PROBLEM DETAILS:
Copy out every one of the entries below word for word, leaving out the pictures.

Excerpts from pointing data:
╭──

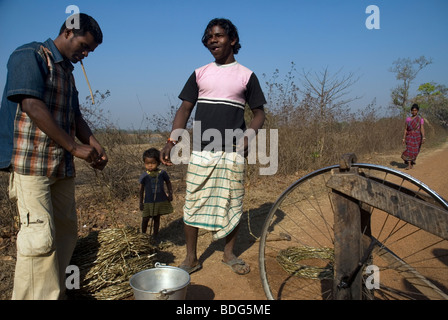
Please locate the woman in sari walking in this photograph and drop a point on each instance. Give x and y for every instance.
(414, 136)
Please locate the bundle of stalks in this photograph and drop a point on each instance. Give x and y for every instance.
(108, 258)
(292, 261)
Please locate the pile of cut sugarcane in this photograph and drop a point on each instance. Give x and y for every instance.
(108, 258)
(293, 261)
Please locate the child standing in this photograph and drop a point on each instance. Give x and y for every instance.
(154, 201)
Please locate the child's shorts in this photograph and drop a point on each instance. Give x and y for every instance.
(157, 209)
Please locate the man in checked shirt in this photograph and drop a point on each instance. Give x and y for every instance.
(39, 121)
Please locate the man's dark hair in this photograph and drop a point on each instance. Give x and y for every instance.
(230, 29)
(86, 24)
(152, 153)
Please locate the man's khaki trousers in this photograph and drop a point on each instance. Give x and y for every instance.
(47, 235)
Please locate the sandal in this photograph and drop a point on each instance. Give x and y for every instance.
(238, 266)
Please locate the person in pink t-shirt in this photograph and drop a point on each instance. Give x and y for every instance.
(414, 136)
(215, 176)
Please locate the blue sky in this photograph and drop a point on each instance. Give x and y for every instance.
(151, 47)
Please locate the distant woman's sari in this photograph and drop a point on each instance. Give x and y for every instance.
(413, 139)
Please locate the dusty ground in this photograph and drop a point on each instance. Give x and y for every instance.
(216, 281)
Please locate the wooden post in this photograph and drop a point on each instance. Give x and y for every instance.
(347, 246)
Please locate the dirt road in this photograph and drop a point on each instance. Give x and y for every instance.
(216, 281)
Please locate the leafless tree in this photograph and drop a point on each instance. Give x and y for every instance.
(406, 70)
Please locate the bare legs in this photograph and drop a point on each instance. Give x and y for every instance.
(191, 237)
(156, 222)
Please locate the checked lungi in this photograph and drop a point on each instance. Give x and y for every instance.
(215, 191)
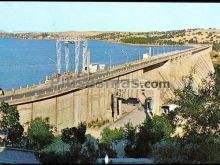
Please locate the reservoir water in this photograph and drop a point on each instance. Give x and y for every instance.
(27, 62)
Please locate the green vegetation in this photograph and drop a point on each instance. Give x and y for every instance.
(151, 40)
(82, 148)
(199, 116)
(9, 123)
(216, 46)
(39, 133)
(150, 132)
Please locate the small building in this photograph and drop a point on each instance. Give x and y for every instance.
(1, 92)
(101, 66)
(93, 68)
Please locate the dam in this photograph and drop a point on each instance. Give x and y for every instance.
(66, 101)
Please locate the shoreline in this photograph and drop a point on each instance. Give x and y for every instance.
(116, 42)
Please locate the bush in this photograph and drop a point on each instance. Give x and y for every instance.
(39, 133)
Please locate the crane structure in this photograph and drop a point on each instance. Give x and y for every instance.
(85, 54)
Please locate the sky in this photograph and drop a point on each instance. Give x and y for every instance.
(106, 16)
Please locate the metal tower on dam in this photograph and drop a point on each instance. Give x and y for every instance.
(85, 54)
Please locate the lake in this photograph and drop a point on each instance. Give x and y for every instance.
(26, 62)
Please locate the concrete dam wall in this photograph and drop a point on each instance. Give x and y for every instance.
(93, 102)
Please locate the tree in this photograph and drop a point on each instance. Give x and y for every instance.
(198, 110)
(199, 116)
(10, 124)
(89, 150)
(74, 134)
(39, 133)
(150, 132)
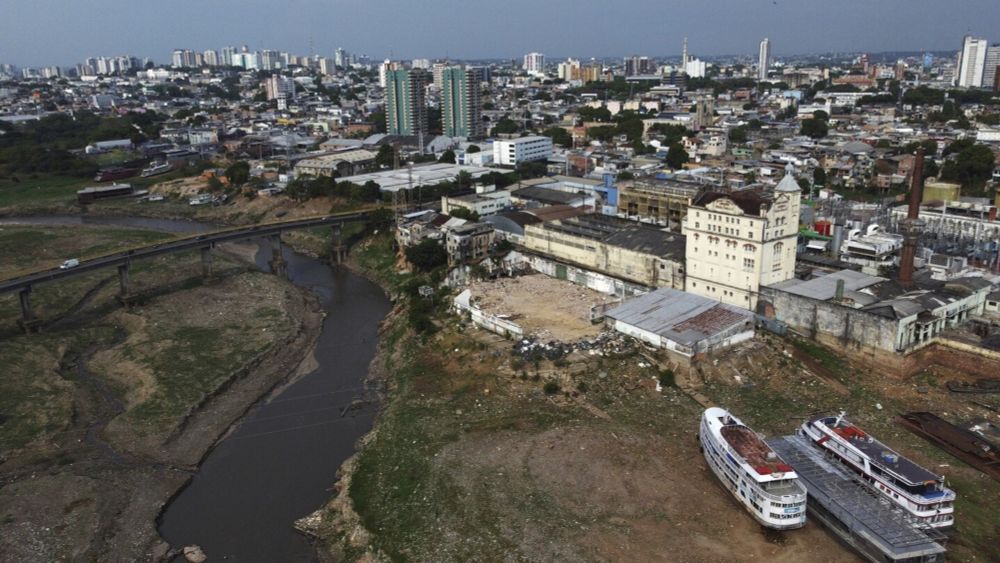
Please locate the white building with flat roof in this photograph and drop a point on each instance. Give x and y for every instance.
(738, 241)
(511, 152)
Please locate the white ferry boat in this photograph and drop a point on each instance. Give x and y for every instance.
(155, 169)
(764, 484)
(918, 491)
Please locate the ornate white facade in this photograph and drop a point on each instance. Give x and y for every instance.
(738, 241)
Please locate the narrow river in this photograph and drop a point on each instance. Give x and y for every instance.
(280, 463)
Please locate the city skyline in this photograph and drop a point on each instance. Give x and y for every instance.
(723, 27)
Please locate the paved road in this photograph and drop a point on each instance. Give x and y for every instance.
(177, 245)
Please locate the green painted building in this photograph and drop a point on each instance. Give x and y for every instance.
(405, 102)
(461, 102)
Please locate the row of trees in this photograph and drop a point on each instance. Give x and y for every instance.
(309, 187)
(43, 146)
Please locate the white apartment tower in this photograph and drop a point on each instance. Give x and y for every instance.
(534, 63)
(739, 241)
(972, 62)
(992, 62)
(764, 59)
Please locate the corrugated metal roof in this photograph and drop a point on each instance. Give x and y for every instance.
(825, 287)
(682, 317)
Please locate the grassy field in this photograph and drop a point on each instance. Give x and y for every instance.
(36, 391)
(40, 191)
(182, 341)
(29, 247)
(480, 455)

╰──

SOLUTION TO THIS PROBLEM:
Please locate the woman in sari walking in this photograph and drop a point on each instance. Give x and y for every instance.
(414, 136)
Please locate the bundle of stalks in this photograph and drop a point on each instance. Give x and y for every instance.
(108, 258)
(292, 261)
Please locate the pile of cut sugarcane in this photograph and drop a point on each instance. Give x and y for every instance.
(108, 258)
(293, 261)
Please locate the child standing in this photograph and drop a point on each instance. Give x and y for every instance.
(154, 201)
Please locate the child's shorts in this photograph and drop a point on each instance. Give x and y for every instance.
(157, 209)
Please locate the man in checked shirt in this photograph and drop a point on each instance. Give x and y for every instance.
(39, 121)
Please locate the man's dark hair in this photograph and drop a point on each instance. Give x and y for every instance.
(230, 29)
(86, 24)
(152, 153)
Please locate the man's khaki trousers in this photograph and drop a point on each instance. Give x and y for every instance.
(47, 235)
Please locate the sandal in this photograph and drop a point on each instance. Give x and y for every instance.
(238, 266)
Please locate the person in pink t-shirt in this photograph and drop a point on each instance. Give x and y for every instance.
(414, 136)
(215, 176)
Please locate the blue sky in this photograph and drop a point on each instance. Give x and y for every instance.
(151, 47)
Please locate the distant woman's sari in this photograph and drop a point on each instance. Give x and y for every instance.
(413, 139)
Please locate the dusty ground in this photograph and drop a point on each instance. Give x and y for every instance.
(216, 281)
Please locate the wooden post in this photograph and drop a point on each instance. Give x and y for every instance.
(347, 246)
Please locate the dirt road in this photograph and drop a point on each instance. Give x and y for every instance.
(216, 281)
Please locate the leafless tree in this photograph and drop a point on each instance. Give x and y for every instance.
(406, 70)
Please locate the bare legs in this photograph and drop a point on each instance. Give x and y for every instance.
(191, 237)
(156, 222)
Please locate the checked lungi in this photograph and drop a point on each instance. Give x and y for every instance.
(215, 191)
Please locate the reservoir water in this photograph and drop a point on each instance. Give x and y for every instance.
(27, 62)
Please locate the green vegetation in this photograph and drop a point on each instance. Give x and y for every instance.
(151, 40)
(82, 148)
(199, 116)
(9, 123)
(216, 46)
(39, 133)
(150, 132)
Please locate the small building in this photograph and drop a point on each instance. Give x and y for every instance.
(1, 92)
(101, 66)
(93, 68)
Please locate the dam in this photograph and drop a point on each instance. Give x and y for every instance.
(66, 101)
Please locate the shoreline in this photograph and drop a point on each instance. Give x and y for every instance.
(116, 42)
Please locate the bush in this photograph and drop a point on each instance. Give x and y for every instance.
(39, 133)
Please locate the crane structure in this photograph and drop a point on each instance. Give x and y for every instance.
(85, 54)
Please locate the sky in this photograph and drop a point on each instance. Give x and y for every instance.
(106, 16)
Please locate the metal tower on dam in this photograph and drop a point on each instance. Give x and y for every instance.
(85, 54)
Please locate the lake in this photograph and drop a point on each instance. Give x and y for every instance.
(26, 62)
Please locate the concrete dam wall in this photograph and drop a point on each instance. Give x and y for every instance.
(93, 102)
Please locate the tree in this photograph and drop a point on each instance. Give x and y for every instance.
(198, 110)
(199, 116)
(10, 124)
(89, 150)
(74, 134)
(39, 133)
(150, 132)
Please locate the white building with flat roof in this photograph and drop a point on each instance. Give x and y for every instance.
(738, 241)
(511, 152)
Please locate the white ferry boat in this photograph and drop a point on each instance. Give x and y for every instance.
(155, 169)
(764, 484)
(918, 491)
Please locate the ornate white facade in this photograph and drop a point on each instance. Give x and y for every instance.
(738, 241)
Please locate the narrow river in this photograph and drop a point on each instance. Give x and y for every instance.
(280, 463)
Please locate the city skyline in this photograph and drop a point on each instance. Give x and y for every instance.
(723, 27)
Please locate the paved road in this photograph and drop a point on each instance. Give x and y for every instance.
(177, 245)
Please locate the green painted building in this photograph and drop a point on each instance. Give x and y for every instance.
(405, 102)
(461, 102)
Please locate the row of trees in this photograph and drop a point on each instance. Give x and y for every instance.
(309, 187)
(43, 146)
Please locate the white apartment tower in this photograph and drop a point on each instance. Give x and y for every instance.
(534, 63)
(739, 241)
(972, 62)
(992, 62)
(764, 59)
Please locate the corrugated metal roof in this photograph and drop a point on each instance. Give x and y for every instance.
(825, 287)
(682, 317)
Please locate the grassy field in this photograph and drop a point on each instance. Give x and y for every instance.
(36, 391)
(40, 191)
(182, 341)
(29, 247)
(480, 455)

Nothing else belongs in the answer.